Data shown start

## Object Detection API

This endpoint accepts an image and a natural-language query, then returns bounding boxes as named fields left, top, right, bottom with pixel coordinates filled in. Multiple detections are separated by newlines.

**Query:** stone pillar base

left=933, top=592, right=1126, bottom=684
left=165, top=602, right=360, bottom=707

Data shown end
Data shown start

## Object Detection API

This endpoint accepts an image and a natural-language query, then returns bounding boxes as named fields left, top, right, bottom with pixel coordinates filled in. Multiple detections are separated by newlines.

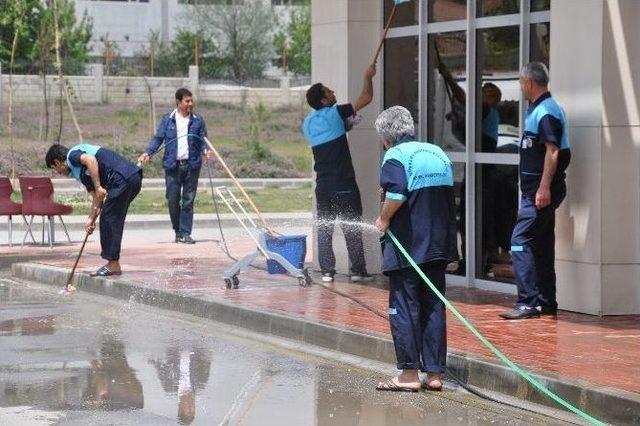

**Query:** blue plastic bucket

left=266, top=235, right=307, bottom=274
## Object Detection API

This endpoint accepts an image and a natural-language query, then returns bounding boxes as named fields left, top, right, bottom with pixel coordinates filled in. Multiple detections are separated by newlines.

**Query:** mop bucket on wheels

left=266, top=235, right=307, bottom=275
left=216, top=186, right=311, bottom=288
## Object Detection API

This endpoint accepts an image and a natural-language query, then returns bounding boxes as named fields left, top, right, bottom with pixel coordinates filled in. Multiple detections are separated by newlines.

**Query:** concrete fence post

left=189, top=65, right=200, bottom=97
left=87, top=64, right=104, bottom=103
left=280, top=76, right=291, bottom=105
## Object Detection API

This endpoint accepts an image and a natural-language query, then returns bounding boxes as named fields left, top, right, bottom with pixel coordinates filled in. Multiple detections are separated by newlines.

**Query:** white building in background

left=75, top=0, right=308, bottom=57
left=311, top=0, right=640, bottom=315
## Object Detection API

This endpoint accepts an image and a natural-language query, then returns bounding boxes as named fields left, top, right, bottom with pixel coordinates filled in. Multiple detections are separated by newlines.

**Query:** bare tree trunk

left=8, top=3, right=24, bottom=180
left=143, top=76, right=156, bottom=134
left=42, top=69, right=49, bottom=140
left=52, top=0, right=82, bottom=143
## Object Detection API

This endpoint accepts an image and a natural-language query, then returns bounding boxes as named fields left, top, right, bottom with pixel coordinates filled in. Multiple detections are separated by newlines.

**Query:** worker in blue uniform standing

Data shown end

§ **Request**:
Extract each line from the rows above that contains the string "bucket", treating uppercase and lowercase letters as different.

§ **Solution to the problem**:
**Query:** blue plastic bucket
**Query:** mop bucket on wheels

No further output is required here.